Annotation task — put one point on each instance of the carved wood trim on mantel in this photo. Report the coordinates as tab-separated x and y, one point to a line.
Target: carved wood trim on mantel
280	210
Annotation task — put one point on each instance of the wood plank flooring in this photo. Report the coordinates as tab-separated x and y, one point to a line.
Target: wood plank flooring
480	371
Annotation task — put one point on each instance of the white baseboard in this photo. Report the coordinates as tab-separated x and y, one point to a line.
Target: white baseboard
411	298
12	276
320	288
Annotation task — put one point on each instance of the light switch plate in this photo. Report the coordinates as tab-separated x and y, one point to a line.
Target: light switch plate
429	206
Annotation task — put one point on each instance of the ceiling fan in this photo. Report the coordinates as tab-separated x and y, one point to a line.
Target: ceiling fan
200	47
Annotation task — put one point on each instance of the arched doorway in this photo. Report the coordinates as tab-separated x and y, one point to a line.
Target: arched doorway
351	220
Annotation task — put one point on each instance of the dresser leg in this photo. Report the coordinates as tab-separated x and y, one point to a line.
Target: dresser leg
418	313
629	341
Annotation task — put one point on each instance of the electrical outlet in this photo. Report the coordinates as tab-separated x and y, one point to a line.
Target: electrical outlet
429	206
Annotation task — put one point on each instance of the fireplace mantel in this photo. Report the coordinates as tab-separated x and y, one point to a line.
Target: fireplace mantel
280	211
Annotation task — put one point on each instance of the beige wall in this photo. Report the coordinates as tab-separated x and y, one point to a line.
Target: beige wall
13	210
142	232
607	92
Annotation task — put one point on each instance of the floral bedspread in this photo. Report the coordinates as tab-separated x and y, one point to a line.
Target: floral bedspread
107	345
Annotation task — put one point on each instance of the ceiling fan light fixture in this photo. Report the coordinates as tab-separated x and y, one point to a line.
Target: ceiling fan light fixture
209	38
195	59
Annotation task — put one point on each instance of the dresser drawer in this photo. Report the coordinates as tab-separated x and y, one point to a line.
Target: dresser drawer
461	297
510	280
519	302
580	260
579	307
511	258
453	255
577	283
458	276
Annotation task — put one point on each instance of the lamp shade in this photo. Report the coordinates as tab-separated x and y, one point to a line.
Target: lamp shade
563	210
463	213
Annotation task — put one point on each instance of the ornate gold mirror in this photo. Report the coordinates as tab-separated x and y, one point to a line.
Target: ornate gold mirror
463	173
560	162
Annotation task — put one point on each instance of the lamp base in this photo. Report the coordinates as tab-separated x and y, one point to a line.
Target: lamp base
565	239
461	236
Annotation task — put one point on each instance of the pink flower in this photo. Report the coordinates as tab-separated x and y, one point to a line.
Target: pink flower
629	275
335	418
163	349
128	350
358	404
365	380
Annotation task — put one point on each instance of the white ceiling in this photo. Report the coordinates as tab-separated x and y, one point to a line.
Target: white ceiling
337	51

• • • • • • •

- TRY IT -
The listing above should be printed again in full, unchanged.

- COMPLETED TASK -
Annotation task — put one point on each instance of the carved wood trim on mantel in this photo. Report the coordinates as tab-separated x and y, one point to a line.
Target: carved wood trim on mantel
280	210
Annotation task — put one point on each instance of the wood plank flooring in this photo. Report the coordinates as tab-separated x and y, one point to a line.
Target: wood plank flooring
480	371
Annotation task — put one point on each instance of the white baseboard in this photo. Report the coordinates as tab-separated x and y, one point to a line.
Target: white baseboard
411	298
12	276
320	288
Annotation task — put one point on each instance of the light switch plate in this photo. Report the coordinates as tab-separated x and y, one point to a line.
Target: light switch plate
429	206
Annotation task — put one point on each instance of the ceiling fan in this photo. Report the coordinates as tab-separated x and y, one point to a line.
Target: ceiling fan
200	47
Annotation task — put one point on each instance of the arched doorway in this photo. Report the coordinates as tab-separated x and y, one point to a line.
Target: arched doorway
351	220
Annotation task — put one point on each instance of the dresser leg in this photo. Report the coordinates as tab-separated x and y, one point to a line.
Target: dresser leg
418	313
629	341
Annotation task — put one point on each instance of the electrical outlet in this photo. Report the coordinates as tab-separated x and y, one point to a line.
Target: electrical outlet
429	206
Annotation task — put one point on each instance of the fireplace mantel in this photo. Report the coordinates as tab-separated x and y, one point to a line.
Target: fireplace mantel
280	211
Annotation task — put one point on each instance of the beige wall in this photo. Report the coordinates as tab-separated x and y, one point to a line.
Target: beige wall
13	210
142	232
607	92
Annotation task — put one point on each instance of the floral bedspread in this photo. Report the coordinates as tab-separated x and y, one point to a line.
Target: floral bedspread
107	345
Annotation task — put one point on each instance of the ceiling fan light fixture in this photo. Report the coordinates as tab-separated x and y, one point to a line.
Target: ceiling fan light fixture
209	38
195	59
Annotation task — put one point on each instance of the dresser drawer in this photo. Report the coordinates as tab-separated x and y, one point to a line.
Target: dresser drawer
461	297
510	280
519	302
580	260
579	307
511	258
453	255
577	283
458	276
Annotation task — put one point on each instance of the lamp shade in this photo. Report the coordinates as tab-separated x and y, one point to a line.
Target: lamp shade
563	210
463	213
Annotation task — put one point on each instance of the ornate gold mirror in this photo. Report the coordinates as tab-separated x and y, one point to a line.
Target: ornate gold mirror
463	173
560	162
Annotation task — put one point on each instance of the lamp base in this photo. Report the coordinates as tab-separated x and y, one point to a line.
Target: lamp base
565	239
461	236
Annotation task — put one point on each instance of the pink flower in this photo. Report the coordinates as tab-separated x and y, one point to a line.
Target: pink flower
629	275
335	418
163	349
128	350
358	404
365	380
Annotation task — put one point on each instance of the white ceiling in this photo. Report the coordinates as tab-separated x and y, one point to a line.
Target: white ceiling
337	51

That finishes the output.